*** Opening GIVEN DATA ***

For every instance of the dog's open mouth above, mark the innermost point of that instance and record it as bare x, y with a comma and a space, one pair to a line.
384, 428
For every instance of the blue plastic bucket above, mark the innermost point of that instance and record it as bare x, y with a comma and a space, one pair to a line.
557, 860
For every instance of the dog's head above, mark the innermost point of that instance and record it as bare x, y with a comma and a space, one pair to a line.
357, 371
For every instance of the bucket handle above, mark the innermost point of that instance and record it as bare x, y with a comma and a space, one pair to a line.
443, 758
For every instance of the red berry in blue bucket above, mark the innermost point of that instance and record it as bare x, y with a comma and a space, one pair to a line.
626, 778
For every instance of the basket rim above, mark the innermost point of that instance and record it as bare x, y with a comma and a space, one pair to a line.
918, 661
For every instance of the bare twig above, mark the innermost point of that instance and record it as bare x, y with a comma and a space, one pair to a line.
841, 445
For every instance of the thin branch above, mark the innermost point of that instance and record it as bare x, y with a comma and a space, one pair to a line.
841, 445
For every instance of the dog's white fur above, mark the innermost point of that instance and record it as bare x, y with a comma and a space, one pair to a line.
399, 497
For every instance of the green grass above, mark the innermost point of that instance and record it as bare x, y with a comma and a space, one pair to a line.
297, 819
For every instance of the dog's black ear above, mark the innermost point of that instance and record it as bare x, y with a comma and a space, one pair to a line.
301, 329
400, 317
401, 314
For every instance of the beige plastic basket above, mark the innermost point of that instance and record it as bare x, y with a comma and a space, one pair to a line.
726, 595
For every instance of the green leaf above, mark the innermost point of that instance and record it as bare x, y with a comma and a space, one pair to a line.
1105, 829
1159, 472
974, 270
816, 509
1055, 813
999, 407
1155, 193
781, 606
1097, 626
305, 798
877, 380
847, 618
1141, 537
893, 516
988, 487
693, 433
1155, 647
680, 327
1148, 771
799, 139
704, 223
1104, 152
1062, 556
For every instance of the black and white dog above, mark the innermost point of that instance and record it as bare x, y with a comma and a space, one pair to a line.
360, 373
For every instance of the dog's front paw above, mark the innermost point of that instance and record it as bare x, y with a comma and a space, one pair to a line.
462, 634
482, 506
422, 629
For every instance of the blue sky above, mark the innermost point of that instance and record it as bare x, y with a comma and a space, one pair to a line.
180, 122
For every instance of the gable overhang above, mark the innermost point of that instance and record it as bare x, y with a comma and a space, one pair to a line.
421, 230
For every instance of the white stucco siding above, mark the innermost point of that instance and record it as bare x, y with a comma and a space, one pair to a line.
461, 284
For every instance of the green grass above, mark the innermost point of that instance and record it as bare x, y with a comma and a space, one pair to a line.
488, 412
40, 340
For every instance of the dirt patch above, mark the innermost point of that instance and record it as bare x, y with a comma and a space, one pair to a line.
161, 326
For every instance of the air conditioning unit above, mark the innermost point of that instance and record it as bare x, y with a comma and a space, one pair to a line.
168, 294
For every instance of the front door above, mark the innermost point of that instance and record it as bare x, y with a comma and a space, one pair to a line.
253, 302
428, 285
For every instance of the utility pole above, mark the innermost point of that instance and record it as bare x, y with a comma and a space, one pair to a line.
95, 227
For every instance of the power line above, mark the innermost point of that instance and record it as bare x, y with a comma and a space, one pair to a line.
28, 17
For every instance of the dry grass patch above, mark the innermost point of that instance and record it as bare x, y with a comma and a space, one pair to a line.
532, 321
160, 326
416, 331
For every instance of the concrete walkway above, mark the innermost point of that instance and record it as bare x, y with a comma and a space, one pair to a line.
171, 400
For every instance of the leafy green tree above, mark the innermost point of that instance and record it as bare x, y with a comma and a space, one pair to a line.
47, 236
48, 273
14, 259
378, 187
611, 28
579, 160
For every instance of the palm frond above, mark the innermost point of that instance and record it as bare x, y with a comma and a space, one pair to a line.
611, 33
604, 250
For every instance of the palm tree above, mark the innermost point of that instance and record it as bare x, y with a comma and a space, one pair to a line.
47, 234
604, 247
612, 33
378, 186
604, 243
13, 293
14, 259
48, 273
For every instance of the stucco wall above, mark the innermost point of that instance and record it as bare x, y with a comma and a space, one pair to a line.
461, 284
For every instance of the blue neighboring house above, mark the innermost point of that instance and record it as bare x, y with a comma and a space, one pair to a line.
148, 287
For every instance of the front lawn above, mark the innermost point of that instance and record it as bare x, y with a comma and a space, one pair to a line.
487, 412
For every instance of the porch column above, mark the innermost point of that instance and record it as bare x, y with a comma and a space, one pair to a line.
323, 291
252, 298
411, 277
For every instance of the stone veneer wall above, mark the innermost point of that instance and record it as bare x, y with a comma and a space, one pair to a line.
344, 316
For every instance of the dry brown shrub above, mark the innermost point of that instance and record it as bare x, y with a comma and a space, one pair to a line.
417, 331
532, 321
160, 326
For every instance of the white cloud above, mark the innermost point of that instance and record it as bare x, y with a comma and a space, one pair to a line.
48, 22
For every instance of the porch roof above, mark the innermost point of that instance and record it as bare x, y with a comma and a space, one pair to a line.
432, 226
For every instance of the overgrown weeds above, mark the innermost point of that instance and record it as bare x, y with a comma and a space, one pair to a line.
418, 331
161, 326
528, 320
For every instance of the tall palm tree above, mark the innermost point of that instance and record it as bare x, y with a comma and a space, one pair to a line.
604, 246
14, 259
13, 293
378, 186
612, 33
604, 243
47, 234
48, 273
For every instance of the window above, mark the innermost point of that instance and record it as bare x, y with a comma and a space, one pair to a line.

*** Closing GIVEN DATA ***

:: WHAT IS NEEDED ::
Your answer should repeat every entry exactly.

:: RESULT OF THE EXERCISE ::
For every instance of the dog's open mouth above, mark the innermost point of that instance and record it as bare x, y with a comma and a space, one pair to a line.
384, 428
For every instance of the blue plastic bucket above, mark the innermost point of that instance and record it as bare x, y with a comma and a space, one pair to a line.
557, 860
For every instance of the dog's head above, mark the innermost point of that instance and record it as bare x, y with a comma and a space, one pair to a line.
357, 371
For every instance of the bucket handle above, mark the innermost point of that instance and record it as bare x, y with a comma and a space, one pair to a line.
443, 758
For every instance of the red berry in blue bucket above, mark the innermost point of that instance and record it as bare x, y with a comma and a space, one pair to a line.
626, 778
For every instance of the basket rim above, mark the innermost point of that instance and record it as bare x, y with a comma and a space, one pair to a line.
918, 661
For every instance of the bare twig above, mark the innermost point of that instance and record it as bare x, y with a comma and a space, one pair to a line.
841, 445
For every instance of the thin branch above, mark the innermost point of that instance and record it as bare x, y with a comma and a space, one pair to a line.
841, 445
For every instance of the dog's white fur above, mark the innermost point of that instance and record it as bare x, y with a comma and a space, one pair to a line.
399, 497
For every instance of the green grass above, mark the innermost point of that instance and record it as bare x, y with a comma and a space, one pair to a line.
297, 819
For every instance of the dog's black ear above, mark the innermost point of that instance and record it as bare x, y with a comma and a space, one pair to a line.
301, 329
400, 317
401, 314
For every instance of the beige plastic basket above, mark the innermost point of that instance and record it as bare x, y with a comma and a space, one pair to a line.
726, 595
For every instance of the green leaf above, mark the innermost point of that instance and record it as bare x, y with a comma and a space, one pair to a line.
1105, 829
1159, 472
974, 270
816, 509
1055, 813
999, 407
1155, 193
781, 606
1097, 626
305, 798
877, 380
847, 618
1141, 537
893, 516
988, 487
693, 433
1155, 647
680, 327
1148, 771
799, 139
704, 223
1104, 152
1062, 556
For every instance of the black and white dog above, mark the innermost point of that instance and record it as bare x, y with a comma and a space, one pair to a line.
360, 373
For every instance of the dog's front paw above, mark the innermost point of that instance and record it as bare x, y with a comma and a space, one pair to a line.
462, 634
482, 506
422, 629
For every instance of the blue sky above, mark the innermost point of that instance and record it as bare x, y with a comma and a space, one pair to a line.
180, 122
For every instance of the gable overhang above, mark the innermost point of that instance and record it as bare x, y with a comma and a space, one pair to a line.
421, 230
For every instance of the white stucco siding above, mark the innermost point of that instance and record it as bare x, y with a comma and a space, one pair to a line.
461, 284
For every instance of the green grass above, mark the innermost point of that instance and record it as bare x, y with a comma and a space, one pair to a line.
488, 412
40, 340
For every instance of the dirt patch above, mark the innermost point of that instance and record it as bare x, y with a comma and a space, one pair to a line.
161, 326
For every instance of the air conditioning unit above, mark the innermost point of that instance and record it as bare x, y with a comma and a space, one pair to a line.
168, 294
For every instance of the front door above, mark the innermost point of that instance and record it as bare x, y with a comma and a space, one pair to a line.
253, 302
428, 285
For every instance of the utility pole above, mark the innermost point of that instance and record it as bare x, y with a comma and a space, one pair to a line.
95, 227
For every instance of the power line above, mark the innermost point of that instance and record it as bare x, y with a comma and a space, one pair to a line.
28, 17
For every instance of the dry grass patch above, mark the innermost point of that instance and record it as bare x, y with a comma and a space, one pair to a line.
532, 321
160, 326
416, 331
For every instance of the concrete walkway above, mark the innermost point of that instance and record it as bare x, y with a comma and a space, one pair to a line.
171, 400
For every instance of the leafy green tree above, mark the innermost point of that instance and record it as bare x, y with a comma and a space, one pair to a line.
47, 236
48, 273
14, 259
378, 187
611, 28
579, 160
For every instance of the palm frond above, mark the innermost point of that instance and record it as bare x, y with a comma and a space, one pair to a line.
611, 33
604, 250
For every instance of the palm tree above, mark the innermost point of that instance and record it as bare x, y with a comma and a space, one pair to a line.
47, 234
604, 247
612, 33
378, 186
604, 243
13, 293
14, 259
48, 273
For every instance of the stucco wall above, mark the innermost point of that instance and record it as bare x, y with a comma and a space, one pair to a line.
461, 284
For every instance of the blue neighboring house above, mark the innermost point of that instance and record it as bare x, y with a comma and a space, one pair to a line.
148, 287
For every instance of the front lawn above, mark the innermost point of that instance and record it as bare x, y with a comma and a space, one pair to a line.
487, 412
For every instance of the porch column above, mark the innermost point of that instance and record it as bare x, y with a comma and a space, one pair to a line.
323, 291
252, 298
411, 277
For every instance of the stone veneer wall above, mark the innermost point of that instance and record it as bare x, y with a comma and a space, one pair to a line.
344, 316
For every instance of the dry brown shrub above, mark the innermost point of that instance and record it as bare x, y with a comma and a space, one pair to a line.
417, 331
532, 321
160, 326
For every instance of the white cloud above, mark the innermost point of that instance and record it as bare x, y with a comma and a space, one pair to a line.
48, 22
For every instance of the porch roof above, mark the innermost point of that instance and record it as bare x, y with a comma and a space, one pair to a line.
432, 226
For every instance of the overgrown weeds above, mark the innermost point of that instance and record it as bare x, y with a comma and a space, one pair to a line.
418, 331
161, 326
528, 320
For every instance of the tall palm tree above, mark the innermost point of that instance and record it as bare x, y with a comma and a space, one pair to a line.
604, 246
14, 259
13, 293
378, 186
612, 33
604, 243
47, 234
48, 273
For every instance of the window above, mark the innermost point of that instance and record it as bare x, y with a comma and a space, one pair to a line.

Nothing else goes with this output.